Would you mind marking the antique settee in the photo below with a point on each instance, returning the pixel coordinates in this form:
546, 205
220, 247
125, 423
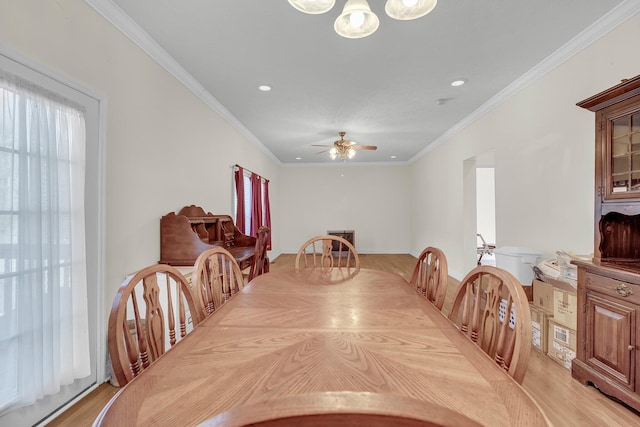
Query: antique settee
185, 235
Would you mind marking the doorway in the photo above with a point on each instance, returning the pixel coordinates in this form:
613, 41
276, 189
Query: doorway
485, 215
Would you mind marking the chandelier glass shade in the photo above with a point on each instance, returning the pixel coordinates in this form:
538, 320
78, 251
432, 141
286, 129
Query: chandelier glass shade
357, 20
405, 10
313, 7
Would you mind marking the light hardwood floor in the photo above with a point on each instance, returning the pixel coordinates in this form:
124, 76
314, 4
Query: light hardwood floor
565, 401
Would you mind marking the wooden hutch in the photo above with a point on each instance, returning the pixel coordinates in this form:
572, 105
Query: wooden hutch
::::::::
● Problem: Copy all of the lines above, replacing each "doorway" with "door frame" and changing nothing else. Leave the pictures out.

● In response:
Would you mind marking the antique settee in the photo below with a point on each instance, returning the pixel coordinates in this form:
546, 205
220, 247
125, 423
Query: antique settee
185, 235
Would you mind marking the door frame in the photo above with a point on each instance, returning the pixel coordinates in this form:
613, 41
276, 189
Query: door frame
485, 215
Would you mind marking the chandelier glass shade in the photo above with a point on each instance, returning the pixel coordinates in this form:
538, 320
78, 251
432, 141
286, 129
Query: chandelier glass shade
357, 20
405, 10
313, 7
Would you mind marking the light hardwood floor in the photo above with a point on each instance, returning the pixel coordinates in this form:
124, 76
314, 4
Query: light hardwood floor
565, 401
Would you mind marking the wooden hutch in the photo above with a point on each instance, returning the pixel coordinates in this form:
572, 105
Query: wooden hutch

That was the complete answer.